== Selected excerpt

Your Website’s Role in Digitalization 

Your factory or plant looks a lot different now than it did ten, or even five, years ago. Digital transformation has been inescapable, and the pandemic expedited that trend. Whether you’re making use of robotics and automation or using tools to improve supply chain visibility, the business has taken a big step. Potentially multiple big steps.

This evolution has improved resiliency, efficiency and agility across the company.

However, there are usually a set of tools that have been left behind. They’re legacy systems that were in place before digital transformation started and never matured as the business did. It’s highly likely that your website is on that list.

Your website has four important roles as part of digital transformation.

Reflect the Company’s Evolution

Across all manufacturing verticals, there’s a wide disparity between the digital maturity of the business and the impression the website gives. The shift that happens inside the company’s four walls is barely noticeable on the website.

In fact, many websites are three, four and five years old now. Take a minute to list some of the changes that have taken place internally in the last three to five years. It’s not a small list.

The website should be a good representation of where the company is now. Your website might not always be someone’s first impression, but it will make an impression. Things like design, navigation, features, responsiveness and ease of use all tell a story about your business.

Show Your Customers & Prospects Why this Transformation is Good for Them

Digitalization has been great for your company. Everyone from executives to the plant floor has experienced its benefits. Use your website to show your customers and prospects why your digital transformation benefits them.

Using case studies and content to help tell specific stories about what you offer customers now is powerful.

For example, if you have new tools for visibility in your supply chain, your customers will probably notice some positive effects. Find ways to share those on the website.

====

**Activities**
a – In the digitalization article, copy everything from "The website should" down to "those on the website." word for word.
b – Condense the paragraph of the digitalization article that begins "The website should be a good representation" into a short bulleted list of its main points.

== Supplied data

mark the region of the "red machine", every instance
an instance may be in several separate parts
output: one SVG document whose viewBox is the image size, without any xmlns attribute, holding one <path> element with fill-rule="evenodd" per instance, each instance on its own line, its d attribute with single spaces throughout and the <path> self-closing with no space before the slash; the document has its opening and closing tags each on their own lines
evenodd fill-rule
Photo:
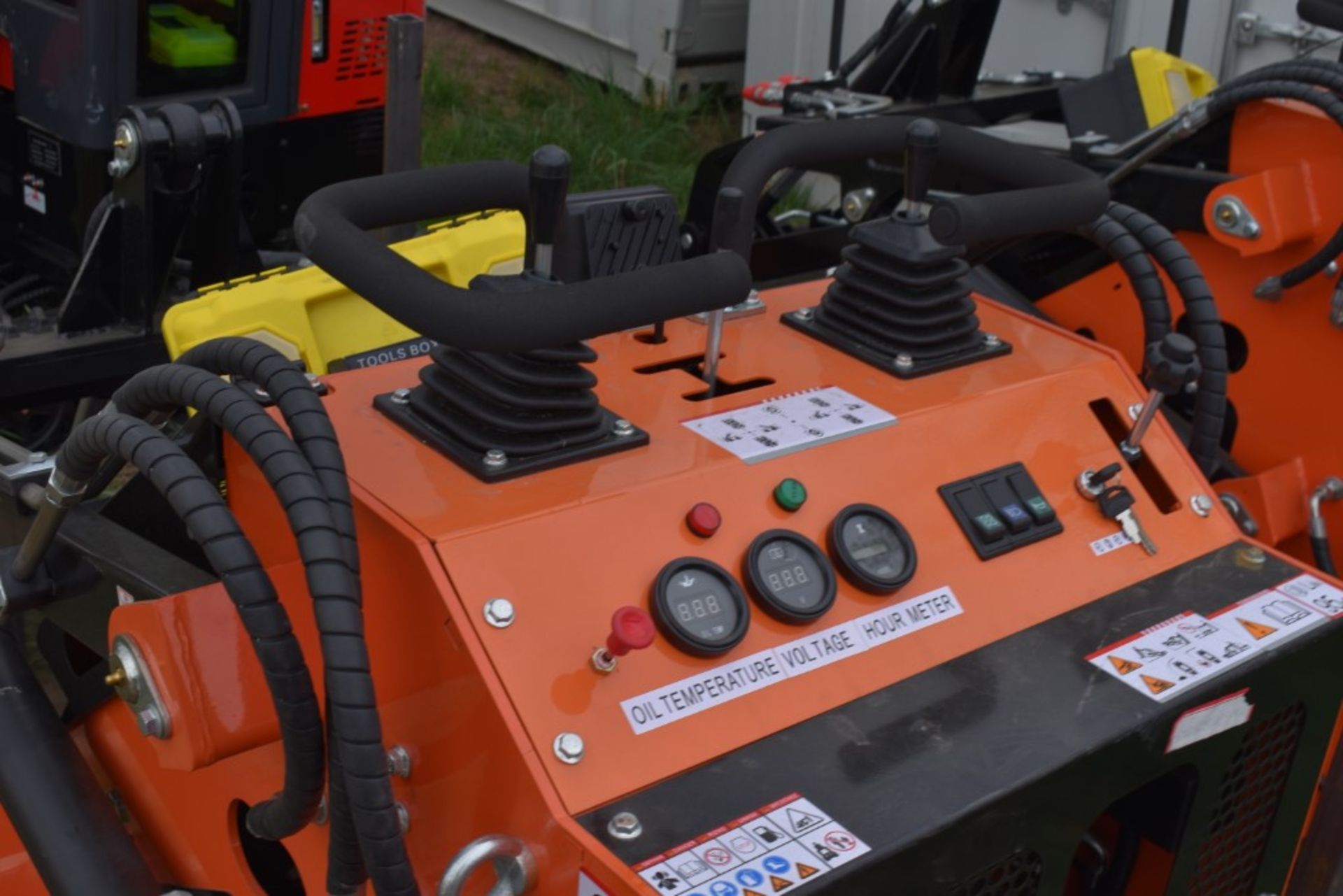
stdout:
<svg viewBox="0 0 1343 896">
<path fill-rule="evenodd" d="M 743 197 L 873 142 L 907 204 L 833 281 L 714 320 L 751 286 Z M 1002 191 L 933 201 L 936 159 Z M 220 579 L 113 611 L 121 701 L 82 752 L 0 700 L 0 737 L 50 744 L 0 750 L 5 891 L 1280 892 L 1340 583 L 1246 540 L 1164 419 L 1123 450 L 1147 390 L 1116 351 L 962 279 L 967 244 L 1092 220 L 1103 184 L 925 120 L 780 129 L 719 193 L 728 251 L 559 283 L 567 177 L 545 148 L 305 204 L 305 250 L 427 361 L 317 398 L 205 343 L 75 430 L 8 613 L 67 587 L 50 548 L 109 457 Z M 674 246 L 641 196 L 603 220 Z M 498 207 L 528 210 L 528 270 L 470 290 L 365 232 Z M 144 422 L 181 406 L 228 435 L 227 508 Z"/>
</svg>

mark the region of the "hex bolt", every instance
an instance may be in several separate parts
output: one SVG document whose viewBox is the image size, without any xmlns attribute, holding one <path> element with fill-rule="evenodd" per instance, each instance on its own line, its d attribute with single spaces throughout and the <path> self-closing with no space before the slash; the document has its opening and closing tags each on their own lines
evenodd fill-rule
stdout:
<svg viewBox="0 0 1343 896">
<path fill-rule="evenodd" d="M 145 707 L 137 712 L 136 725 L 140 728 L 140 733 L 145 737 L 164 736 L 164 717 L 158 715 L 158 709 L 154 707 Z"/>
<path fill-rule="evenodd" d="M 387 751 L 387 774 L 398 778 L 411 776 L 411 751 L 400 744 L 392 744 Z"/>
<path fill-rule="evenodd" d="M 555 758 L 565 766 L 576 766 L 583 762 L 583 737 L 572 731 L 563 731 L 555 737 Z"/>
<path fill-rule="evenodd" d="M 485 602 L 485 621 L 496 629 L 509 627 L 516 618 L 513 602 L 508 598 L 490 598 Z"/>
<path fill-rule="evenodd" d="M 396 803 L 396 826 L 402 829 L 402 834 L 411 829 L 411 810 L 406 803 Z"/>
<path fill-rule="evenodd" d="M 639 834 L 643 833 L 643 825 L 639 823 L 639 817 L 633 811 L 618 811 L 607 822 L 606 833 L 616 840 L 638 840 Z"/>
</svg>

====

**Your written answers**
a –
The website should be a good representation of where the company is now. Your website might not always be someone’s first impression, but it will make an impression. Things like design, navigation, features, responsiveness and ease of use all tell a story about your business.

Show Your Customers & Prospects Why this Transformation is Good for Them

Digitalization has been great for your company. Everyone from executives to the plant floor has experienced its benefits. Use your website to show your customers and prospects why your digital transformation benefits them.

Using case studies and content to help tell specific stories about what you offer customers now is powerful.

For example, if you have new tools for visibility in your supply chain, your customers will probably notice some positive effects. Find ways to share those on the website.

b –
- The website should represent where the company is now.
- It may not be a first impression, but it will make an impression.
- Design, navigation, features, responsiveness and ease of use all tell a story about the business.